--- start of Dataset entries ---

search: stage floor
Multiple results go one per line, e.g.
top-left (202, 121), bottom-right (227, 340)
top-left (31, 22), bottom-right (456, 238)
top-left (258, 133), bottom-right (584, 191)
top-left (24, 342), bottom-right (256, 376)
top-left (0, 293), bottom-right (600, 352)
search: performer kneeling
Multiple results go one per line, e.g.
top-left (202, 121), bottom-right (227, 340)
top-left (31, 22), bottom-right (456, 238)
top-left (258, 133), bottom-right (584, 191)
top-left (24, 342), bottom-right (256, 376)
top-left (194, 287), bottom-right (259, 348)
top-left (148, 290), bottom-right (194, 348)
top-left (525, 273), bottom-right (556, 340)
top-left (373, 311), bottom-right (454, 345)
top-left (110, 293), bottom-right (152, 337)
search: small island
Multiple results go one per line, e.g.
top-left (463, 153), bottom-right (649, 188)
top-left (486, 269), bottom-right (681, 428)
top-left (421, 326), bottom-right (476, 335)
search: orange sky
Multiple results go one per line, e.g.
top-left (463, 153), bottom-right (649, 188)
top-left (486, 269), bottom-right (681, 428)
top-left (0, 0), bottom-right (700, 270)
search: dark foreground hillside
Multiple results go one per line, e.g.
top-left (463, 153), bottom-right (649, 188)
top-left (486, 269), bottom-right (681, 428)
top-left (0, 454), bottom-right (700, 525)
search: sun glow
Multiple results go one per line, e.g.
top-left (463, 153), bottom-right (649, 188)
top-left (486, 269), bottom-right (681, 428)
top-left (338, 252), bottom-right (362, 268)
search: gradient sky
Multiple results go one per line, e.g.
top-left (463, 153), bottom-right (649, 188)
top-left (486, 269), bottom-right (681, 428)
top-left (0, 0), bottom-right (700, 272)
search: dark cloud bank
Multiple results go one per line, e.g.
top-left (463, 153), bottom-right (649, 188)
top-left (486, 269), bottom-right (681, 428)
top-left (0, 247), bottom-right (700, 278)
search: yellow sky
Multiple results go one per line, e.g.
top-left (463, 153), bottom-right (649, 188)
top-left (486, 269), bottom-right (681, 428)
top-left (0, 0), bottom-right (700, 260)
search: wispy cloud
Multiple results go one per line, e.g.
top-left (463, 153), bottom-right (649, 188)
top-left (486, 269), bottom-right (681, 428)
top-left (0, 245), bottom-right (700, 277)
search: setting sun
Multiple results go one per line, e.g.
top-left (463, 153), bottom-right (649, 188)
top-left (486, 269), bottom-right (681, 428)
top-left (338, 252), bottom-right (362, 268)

--- end of Dataset entries ---

Print all of the entries above again, word for word and line for line.

Exercise solution
search: stage floor
Multiple results go one per line, e.g.
top-left (202, 121), bottom-right (227, 340)
top-left (31, 22), bottom-right (456, 238)
top-left (258, 133), bottom-right (584, 191)
top-left (24, 342), bottom-right (256, 376)
top-left (0, 293), bottom-right (600, 352)
search: performer kneeling
Multiple results go one per line, e.g.
top-left (202, 121), bottom-right (227, 340)
top-left (31, 22), bottom-right (456, 238)
top-left (258, 133), bottom-right (584, 191)
top-left (24, 342), bottom-right (256, 376)
top-left (194, 287), bottom-right (259, 348)
top-left (148, 290), bottom-right (194, 348)
top-left (525, 273), bottom-right (556, 340)
top-left (373, 311), bottom-right (454, 345)
top-left (110, 293), bottom-right (152, 337)
search: small island
Multiple results go one per line, e.g.
top-left (463, 153), bottom-right (649, 188)
top-left (486, 269), bottom-right (681, 428)
top-left (421, 326), bottom-right (476, 335)
search: orange sky
Multiple results go one per line, e.g.
top-left (463, 153), bottom-right (649, 188)
top-left (486, 269), bottom-right (681, 428)
top-left (0, 0), bottom-right (700, 270)
search: dark foreground hillside
Multiple results go one per line, e.g.
top-left (463, 153), bottom-right (649, 188)
top-left (486, 269), bottom-right (681, 428)
top-left (0, 454), bottom-right (700, 525)
search: sun glow
Multiple results go one per line, e.g.
top-left (463, 153), bottom-right (649, 188)
top-left (486, 269), bottom-right (681, 428)
top-left (338, 252), bottom-right (362, 268)
search: gradient sky
Multiple results go one per line, e.g.
top-left (463, 153), bottom-right (649, 188)
top-left (486, 269), bottom-right (681, 428)
top-left (0, 0), bottom-right (700, 272)
search: dark cloud bank
Multiple results go one per line, e.g.
top-left (463, 153), bottom-right (649, 188)
top-left (486, 269), bottom-right (681, 428)
top-left (0, 247), bottom-right (700, 278)
search: yellow sky
Multiple results go one per line, e.g.
top-left (463, 153), bottom-right (649, 188)
top-left (486, 269), bottom-right (681, 428)
top-left (0, 0), bottom-right (700, 260)
search: wispy cloud
Multiple results go one per line, e.g.
top-left (463, 153), bottom-right (649, 188)
top-left (486, 269), bottom-right (681, 428)
top-left (0, 245), bottom-right (700, 277)
search: setting sun
Multiple results go one per line, e.g.
top-left (463, 153), bottom-right (649, 188)
top-left (486, 269), bottom-right (681, 428)
top-left (338, 252), bottom-right (362, 268)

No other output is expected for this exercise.